**Directions for this task:** Below are some entries; write out each one of them exactly.

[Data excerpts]
______________________________

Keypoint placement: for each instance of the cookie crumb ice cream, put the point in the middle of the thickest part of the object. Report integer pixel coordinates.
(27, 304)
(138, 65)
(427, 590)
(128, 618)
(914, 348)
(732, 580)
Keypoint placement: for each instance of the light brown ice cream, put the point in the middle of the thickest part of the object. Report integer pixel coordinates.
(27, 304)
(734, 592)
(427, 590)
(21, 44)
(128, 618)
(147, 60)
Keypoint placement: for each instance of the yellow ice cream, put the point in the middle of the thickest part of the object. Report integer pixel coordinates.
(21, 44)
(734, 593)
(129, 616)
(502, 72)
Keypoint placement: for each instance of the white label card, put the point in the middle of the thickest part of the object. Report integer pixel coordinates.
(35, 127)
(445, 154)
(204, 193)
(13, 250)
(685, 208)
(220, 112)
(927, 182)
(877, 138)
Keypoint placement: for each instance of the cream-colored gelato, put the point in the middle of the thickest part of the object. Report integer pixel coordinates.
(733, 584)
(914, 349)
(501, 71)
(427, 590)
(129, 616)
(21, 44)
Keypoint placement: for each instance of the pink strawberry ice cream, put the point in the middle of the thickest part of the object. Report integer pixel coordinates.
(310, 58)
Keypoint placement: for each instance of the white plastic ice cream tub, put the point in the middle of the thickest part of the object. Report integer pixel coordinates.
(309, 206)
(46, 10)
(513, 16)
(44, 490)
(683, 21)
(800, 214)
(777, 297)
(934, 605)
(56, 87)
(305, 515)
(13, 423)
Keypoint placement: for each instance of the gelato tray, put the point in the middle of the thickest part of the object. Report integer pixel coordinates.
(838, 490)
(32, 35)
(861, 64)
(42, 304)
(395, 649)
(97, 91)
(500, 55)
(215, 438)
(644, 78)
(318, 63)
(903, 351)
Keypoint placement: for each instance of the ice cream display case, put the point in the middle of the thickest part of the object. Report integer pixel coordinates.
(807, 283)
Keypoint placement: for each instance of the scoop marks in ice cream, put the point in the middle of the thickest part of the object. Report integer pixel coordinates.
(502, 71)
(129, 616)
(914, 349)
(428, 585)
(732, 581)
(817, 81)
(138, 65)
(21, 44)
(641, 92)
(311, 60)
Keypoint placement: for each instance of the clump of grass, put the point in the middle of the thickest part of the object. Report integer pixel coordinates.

______________________________

**Answer for the task:**
Keypoint placement: for each instance of the cookie crumb ice cream, put the point in the middle of the thickest part of the object. Report integer pixel coordinates.
(27, 304)
(138, 65)
(427, 590)
(128, 618)
(914, 348)
(732, 580)
Keypoint placement: for each instance of the light brown ice cream, put the point in the middle of the thickest part of the object. Report integer pixel coordinates.
(27, 304)
(734, 592)
(427, 590)
(21, 44)
(128, 618)
(147, 60)
Keypoint placement: for each instance of the yellow ice cream, put the point in the middle of the thickest part of the object. Report integer pixel coordinates.
(21, 44)
(734, 593)
(129, 616)
(502, 72)
Keypoint placement: for each instance of the white label card, put the point in the middle of the thickest part of the object. Report integer pixel coordinates.
(35, 127)
(445, 154)
(204, 193)
(13, 250)
(685, 208)
(220, 112)
(927, 182)
(877, 138)
Keypoint placement: for each instance of the cream-colored gelato, put the point in the middle of the thickest part of the object. Report integer pixel coordinates.
(733, 584)
(914, 349)
(501, 71)
(427, 590)
(129, 616)
(21, 44)
Keypoint placement: for each instance of the pink strawberry ice cream, put the point in the middle of the thickest part of the object. Report integer pixel coordinates.
(310, 58)
Keypoint placement: for each instance of the white plastic ice cream tub, put the point in the middle of the thickest part of the object. Report integer pixel coordinates.
(309, 206)
(46, 10)
(513, 16)
(44, 490)
(683, 21)
(800, 214)
(777, 297)
(934, 605)
(56, 87)
(305, 515)
(13, 423)
Keypoint placement: for each instance of the gelato tray, put the point in the middle of the thickest part of the object. Report integer pixel coordinates.
(838, 490)
(32, 35)
(861, 64)
(42, 304)
(395, 649)
(97, 91)
(500, 55)
(215, 438)
(644, 78)
(318, 63)
(903, 351)
Keypoint placement: for each instance of the ice cream display case, put the point in the middle of the thickest part of the object. Report integer pixel coordinates.
(807, 283)
Keypoint placement: for each instance of the scoop marks in ice cream, put the point in the middle of the thickest part of the object. Report integer pixel coordinates.
(502, 71)
(129, 616)
(914, 349)
(428, 585)
(732, 581)
(817, 81)
(138, 65)
(21, 44)
(641, 92)
(311, 60)
Keypoint placement: for each instance of the clump of grass, put the point in the middle of the thickest part of the object. Report integer pixel coordinates.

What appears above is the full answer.